:: TASK BRIEF ::
Copy all of the material word for word, except for the pictures.

:: WORKING DATA ::
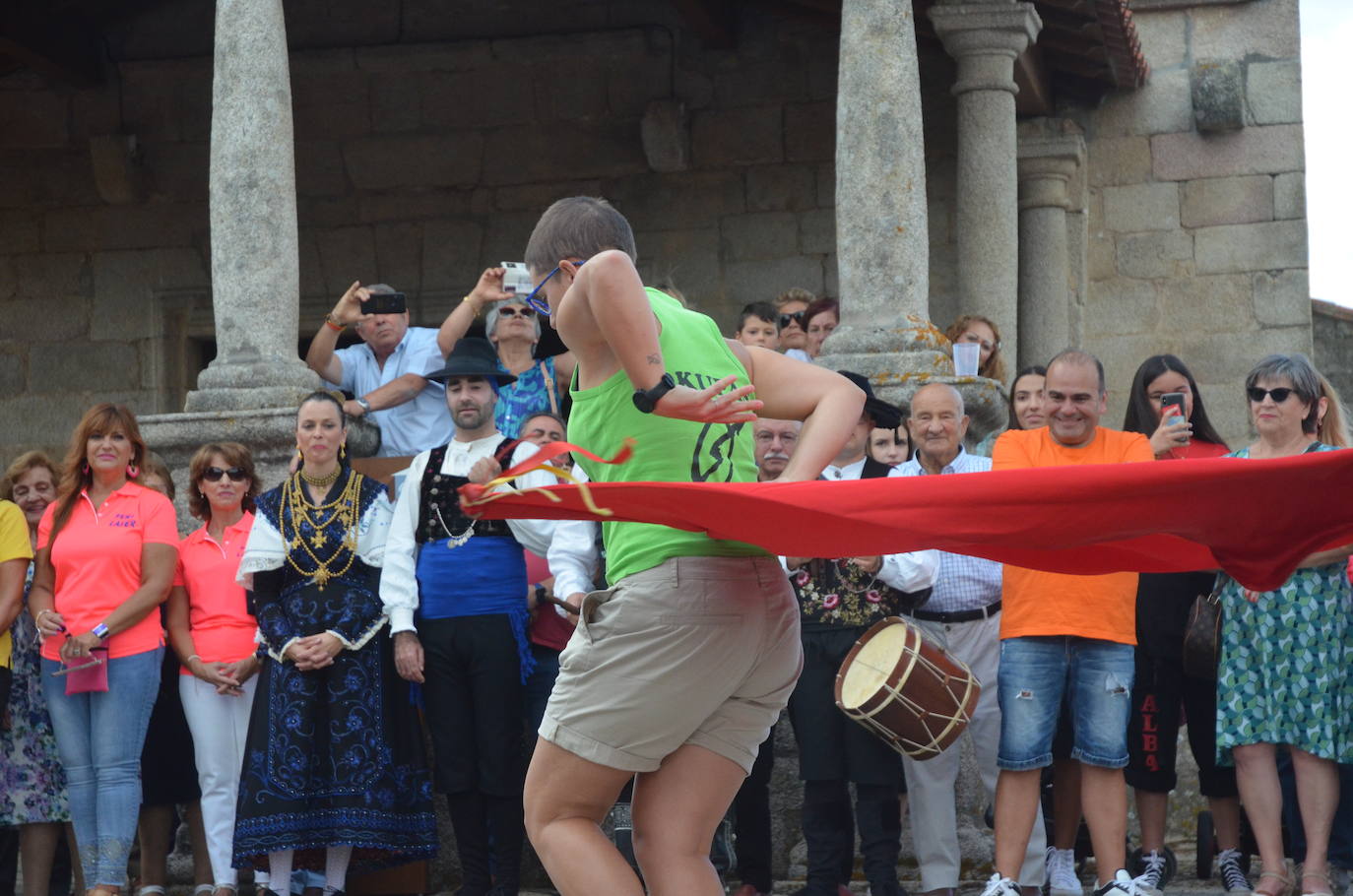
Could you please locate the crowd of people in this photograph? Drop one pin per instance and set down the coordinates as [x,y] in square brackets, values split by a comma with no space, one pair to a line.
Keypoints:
[302,639]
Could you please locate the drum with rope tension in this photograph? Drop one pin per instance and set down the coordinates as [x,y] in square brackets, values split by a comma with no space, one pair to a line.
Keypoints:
[911,693]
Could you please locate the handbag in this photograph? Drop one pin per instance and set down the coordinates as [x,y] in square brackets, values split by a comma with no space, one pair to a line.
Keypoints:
[1203,634]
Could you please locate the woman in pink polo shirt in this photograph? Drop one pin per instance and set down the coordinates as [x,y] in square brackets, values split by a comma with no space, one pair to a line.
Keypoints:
[213,632]
[107,549]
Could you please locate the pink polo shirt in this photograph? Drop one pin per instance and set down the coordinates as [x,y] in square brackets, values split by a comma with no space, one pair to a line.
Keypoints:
[218,616]
[97,558]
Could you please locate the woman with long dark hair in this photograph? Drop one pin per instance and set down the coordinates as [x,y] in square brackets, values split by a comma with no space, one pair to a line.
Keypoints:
[333,768]
[1161,689]
[107,549]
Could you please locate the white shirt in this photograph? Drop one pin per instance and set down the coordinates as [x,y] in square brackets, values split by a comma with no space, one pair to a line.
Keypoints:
[965,582]
[398,578]
[421,422]
[910,571]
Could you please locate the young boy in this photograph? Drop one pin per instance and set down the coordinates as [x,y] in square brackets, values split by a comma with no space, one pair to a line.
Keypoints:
[756,326]
[680,668]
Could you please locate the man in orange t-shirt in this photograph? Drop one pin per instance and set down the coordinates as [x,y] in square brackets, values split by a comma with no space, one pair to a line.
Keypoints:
[1066,635]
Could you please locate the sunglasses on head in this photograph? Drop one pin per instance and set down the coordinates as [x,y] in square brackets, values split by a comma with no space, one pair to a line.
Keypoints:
[213,474]
[1258,394]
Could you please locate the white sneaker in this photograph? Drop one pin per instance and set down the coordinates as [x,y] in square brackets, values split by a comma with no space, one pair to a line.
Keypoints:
[1124,884]
[1232,873]
[998,885]
[1151,880]
[1061,873]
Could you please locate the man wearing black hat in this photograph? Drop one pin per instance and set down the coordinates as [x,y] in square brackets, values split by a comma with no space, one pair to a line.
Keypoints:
[463,582]
[839,600]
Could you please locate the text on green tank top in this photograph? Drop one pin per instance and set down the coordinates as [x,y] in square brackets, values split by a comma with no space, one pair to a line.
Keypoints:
[666,450]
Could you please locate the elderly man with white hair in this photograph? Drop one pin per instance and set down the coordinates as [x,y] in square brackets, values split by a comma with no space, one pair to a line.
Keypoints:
[963,608]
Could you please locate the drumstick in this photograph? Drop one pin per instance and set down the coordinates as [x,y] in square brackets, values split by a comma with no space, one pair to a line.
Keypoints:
[559,602]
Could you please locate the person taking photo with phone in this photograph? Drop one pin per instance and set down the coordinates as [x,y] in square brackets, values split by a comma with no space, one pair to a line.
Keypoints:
[1164,405]
[384,372]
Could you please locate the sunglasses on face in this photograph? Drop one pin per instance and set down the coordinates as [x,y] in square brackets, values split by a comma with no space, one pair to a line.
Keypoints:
[539,302]
[1259,394]
[213,474]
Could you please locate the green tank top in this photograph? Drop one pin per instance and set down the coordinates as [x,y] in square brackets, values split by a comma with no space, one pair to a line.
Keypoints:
[666,450]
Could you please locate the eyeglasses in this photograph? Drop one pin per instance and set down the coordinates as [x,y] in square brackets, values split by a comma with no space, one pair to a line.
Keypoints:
[213,474]
[1259,394]
[542,304]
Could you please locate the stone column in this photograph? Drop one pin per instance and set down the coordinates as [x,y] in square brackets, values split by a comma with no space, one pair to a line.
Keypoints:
[985,38]
[882,249]
[1048,169]
[254,257]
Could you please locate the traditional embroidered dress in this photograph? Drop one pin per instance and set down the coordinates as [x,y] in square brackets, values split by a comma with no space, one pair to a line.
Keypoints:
[333,755]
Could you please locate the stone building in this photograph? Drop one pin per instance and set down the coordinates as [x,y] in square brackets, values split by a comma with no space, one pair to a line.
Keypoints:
[1124,176]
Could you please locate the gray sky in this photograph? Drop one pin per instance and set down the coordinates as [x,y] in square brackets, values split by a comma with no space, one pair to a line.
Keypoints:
[1326,36]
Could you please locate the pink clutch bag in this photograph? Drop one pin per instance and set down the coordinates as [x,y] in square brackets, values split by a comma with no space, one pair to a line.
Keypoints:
[88,676]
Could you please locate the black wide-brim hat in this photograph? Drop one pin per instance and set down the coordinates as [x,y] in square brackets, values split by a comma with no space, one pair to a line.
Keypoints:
[885,416]
[473,357]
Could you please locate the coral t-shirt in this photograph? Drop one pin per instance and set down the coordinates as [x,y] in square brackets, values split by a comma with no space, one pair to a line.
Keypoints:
[14,545]
[97,558]
[218,614]
[1037,603]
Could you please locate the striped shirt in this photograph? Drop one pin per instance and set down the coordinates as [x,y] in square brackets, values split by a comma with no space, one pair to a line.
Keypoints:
[963,582]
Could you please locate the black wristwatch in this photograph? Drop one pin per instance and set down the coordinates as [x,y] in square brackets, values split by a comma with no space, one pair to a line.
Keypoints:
[646,400]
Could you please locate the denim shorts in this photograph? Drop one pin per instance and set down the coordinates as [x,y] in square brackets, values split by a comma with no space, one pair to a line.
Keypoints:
[1035,672]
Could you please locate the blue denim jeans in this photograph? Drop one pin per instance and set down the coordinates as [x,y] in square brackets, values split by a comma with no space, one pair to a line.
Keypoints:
[1035,672]
[98,737]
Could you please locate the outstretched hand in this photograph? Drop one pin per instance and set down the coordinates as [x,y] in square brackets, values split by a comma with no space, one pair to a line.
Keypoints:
[711,405]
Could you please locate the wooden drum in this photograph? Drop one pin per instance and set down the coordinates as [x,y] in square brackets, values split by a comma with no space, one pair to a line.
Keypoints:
[907,690]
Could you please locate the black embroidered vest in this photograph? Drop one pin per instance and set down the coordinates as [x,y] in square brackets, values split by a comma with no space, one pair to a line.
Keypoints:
[438,501]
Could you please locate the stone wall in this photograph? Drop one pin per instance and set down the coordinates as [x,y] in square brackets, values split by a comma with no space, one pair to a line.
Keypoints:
[1196,239]
[423,154]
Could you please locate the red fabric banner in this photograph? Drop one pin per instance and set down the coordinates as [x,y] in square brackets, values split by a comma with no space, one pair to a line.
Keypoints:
[1255,519]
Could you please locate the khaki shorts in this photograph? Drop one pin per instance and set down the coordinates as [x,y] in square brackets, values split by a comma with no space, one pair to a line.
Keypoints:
[695,650]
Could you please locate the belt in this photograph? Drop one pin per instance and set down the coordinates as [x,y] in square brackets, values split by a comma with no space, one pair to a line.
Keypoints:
[958,616]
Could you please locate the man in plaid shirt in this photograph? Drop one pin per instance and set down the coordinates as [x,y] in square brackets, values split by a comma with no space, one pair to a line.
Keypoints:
[962,613]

:: THE REPLY ::
Could you please locate the crowd of people in this photograph? Drop one pin per instance and set down the coordinates as [x,y] in square brackets, values split by a comma with no space, one pair to a line.
Keypoints:
[302,639]
Could you please locate the drum with rope tension in this photograph? Drop one pin per instance and set down the coordinates as [x,y] in square brackets, values split by a comma with no space, one pair to a line.
Keypoints:
[911,693]
Could you please locate the handbag in this photograph? Drop one pin per instance and set down the coordinates as [x,y] in square brackets, values split by a comma with no space, one pair to a line.
Keypoints:
[1203,634]
Could you please locate the woman in pink polo shirt in this photograph? Drop one pin per instance and set down the coordinates as [x,y] in square brackets, values split by a comma with no space, one pair to a line.
Keypoints:
[213,632]
[107,549]
Could you please locate the pink polo shirt in this photograph? Drop one pin per instance and set down the coordinates as [x,y] in square brackets, values split by a comma with no space, one pair to a line.
Keypoints:
[218,616]
[97,558]
Could you please locate the woman with long dark hair in this photograph? Drop one pin per instance and set down the coordinates as [x,y] in square brackets, values split by a comma with no space, one pair to a line.
Keypoints:
[333,768]
[1161,689]
[107,549]
Could you please locate the white shirt in this photograph? Drop one pin per instance and set down the coordinates as [x,y] in square brackets, values split by a comma with no space, one pair to a line.
Keypoints:
[965,582]
[398,578]
[421,422]
[910,571]
Could you please locate the young boy in this photograph? Drop one pin per instance and set down the coordinates as [x,y] in square brackets, values split by a comma with no space, one pair to a line.
Keypoints:
[756,326]
[680,668]
Could you please locate the man in orange t-shirt in this photograph? Drop one pin per instance and set down the coordinates as [x,y] in square brackets, values split by a comma with no space, one pair to a line.
Keypoints:
[1066,635]
Could you please locate the sunglasses on head in this photograph? Drop one pin per instance and set down the coordinates as [x,y] in square brackets, values split by a comma with no space, one pair to a line.
Keypoints:
[213,474]
[1258,394]
Could you please locate the white sneaker in this photograph? Drop one pin per instance and set down the coordinates as [x,y] in square brackets, values split by a comma with no space, one pair to a line.
Keypoints:
[1124,884]
[1232,873]
[998,885]
[1151,880]
[1061,873]
Could you please locate the man wearing black hat in this photograph? Drop one pin per instance and set down the coordinates as [x,y] in square brackets, values split by a comma with no space, one pair to a line.
Keypoints:
[463,582]
[839,600]
Could you please locate the text on green tank top in this photograph? Drop one pin per instance and set down the coordinates as [x,y] in square brackets, values split by a comma with no space, one pair to a line.
Keypoints:
[666,450]
Could you please locate the elderly man with white hair in this photograph? Drop one pin per instance and set down the coordinates as [x,y] in square brackets, values split by a comma with no space, one pair to a line.
Keypoints:
[963,608]
Could you please locate the drumstick in this photograph? Drop one pin per instance and set down the coordinates as [x,y] in square brackets, values split by a comma with no space, one pair to a line.
Keypoints:
[559,602]
Could you please locate the person taking photo with phone in this photograph? Drop one pin per instance and set down the coordinates as [x,y] in square brackets, values split by a comma with no space, one pair to a line.
Keypoints:
[1164,405]
[384,372]
Could you please locate the sunglasses on face in this photograph? Drop one pin per instance and set down the coordinates as [x,y] in square brackets, values split by a comma with no space, one pair to a line.
Keypoints:
[539,302]
[1259,394]
[213,474]
Could you please locate the green tank top in this photograph? Drop one pin per instance and set down the coordinates as [x,y] in square brackets, values split by a comma with no space, one pair to a line.
Keypoints:
[666,450]
Could you please locate the eyeglasses in this photograph? Drop one pin per instance and set down the coordinates as [x,y] in square brackets, values split by a comma with no space, one pair to a line.
Keypoints:
[213,474]
[1259,394]
[542,304]
Could you please locate the stone column in this photograph? Drop one pin per instance and set down the coordinates as [x,y] in square brackets, values split by a comma with no space, one pair to a line.
Keypoints:
[985,38]
[882,249]
[1048,169]
[254,257]
Could you please locate the traditional embroidered dress in this photograph? Drop one pin per instance and set down the coordinates as [x,y] in square brackets, values split by a comma with no space, one pair to a line.
Keypoints:
[333,755]
Could you please locate the stone building in this photograph? Drop one pin per instance and set down the coordinates as [x,y] in square brackets, values split by a comma with no space, one pair to a line.
Keypoints:
[1124,176]
Could you please locate the gray sky in this photograph? Drop one pin per instance and set down the coordinates as [x,y] in square brackets, values split by a comma with no space, one pair to a line.
Keypoints:
[1326,36]
Could you please locate the pink clutch bag in this photograph? Drop one pin per instance and set down the coordinates as [x,y] in square brackets, values split by a comma with no space, one pair to a line.
Keypoints:
[88,676]
Could you please locate the black wide-brim hat in this photograph? Drop one pin per instance and set down the coordinates as [x,y] in square brackets, values split by a comma with no space, one pair to a line.
Keypoints:
[885,416]
[473,357]
Could you please locate the coral t-shirt in this photograph? Drop one pin per instance and set down the coordinates as [x,y] in square brackets, values split by a comma with no space, one pair to a line.
Keypoints:
[14,545]
[97,558]
[218,614]
[1037,603]
Could you please locate the striped shirt in this photograph? Drop one pin per instance and set down the coordinates as [x,y] in square brackets, values split by a comma with no space, one pair to a line.
Keypoints:
[963,582]
Could you please locate the black wristwatch in this photograph? Drop one pin per instance and set down the coordinates as [x,y] in square brackets, values split by a comma with no space, one pair to a line.
Keypoints:
[646,400]
Could you please locate the denim shorts in this photograph? Drop one pin per instance and set down the coordinates as [x,y] in square brackets, values split by a comma with no space, one pair to a line.
Keypoints:
[1035,672]
Could you please locate the blue denim jeans in this photograph? Drop one pin per instance and set down the coordinates as [x,y] in square brackets, values split by a comma with no space, one pair to a line.
Keypoints:
[1035,672]
[98,737]
Could you please locate the outstretched hand in this photograph? Drop one pin per instance and set down the coordinates as [x,y] in square brackets, values split by a comma with no space, one pair to a line.
Keypoints:
[711,405]
Could you please locate the wooden drum in this photograph? Drop one pin per instance and set down the coordinates as [x,y] in square brackets, values split by a comma with no space, one pair to a line.
Keypoints:
[907,690]
Could you please locate the black embroidered vest in this photograph? Drop one pin per instance and set down the coordinates as [x,y] in square brackets, values split by a comma with no space, one pair to a line.
Keypoints:
[438,501]
Could you please locate the stone wall in this photograph? Drop one pin per instance and set down the coordinates as [x,y] in square brackets, values split by a comma with no space, one pair to a line.
Keypoints:
[1196,239]
[423,154]
Could you please locate the red fabric banner in this photograph? Drop one pin per instance and set down the coordinates as [x,y] in square brackets, values split by a comma with no space, one pair to a line.
Keypoints:
[1255,519]
Could you please locate the khaki shorts in this photograph? Drop one pin per instance and set down the coordinates as [x,y] in square brackets, values split by a comma with no space, one pair to a line.
Keypoints:
[695,650]
Could you please locate the belt in this photograph? Drop one pin per instance and set down the coordinates as [x,y] in square brackets, values split by a comma with no space, one pair to a line.
Keypoints:
[958,616]
Could you please locate the man in plaid shirt in this photograph? Drop one pin per instance and set down the coordinates as [x,y] in square brackets, values split by a comma with no space, one pair to a line.
Keypoints:
[962,613]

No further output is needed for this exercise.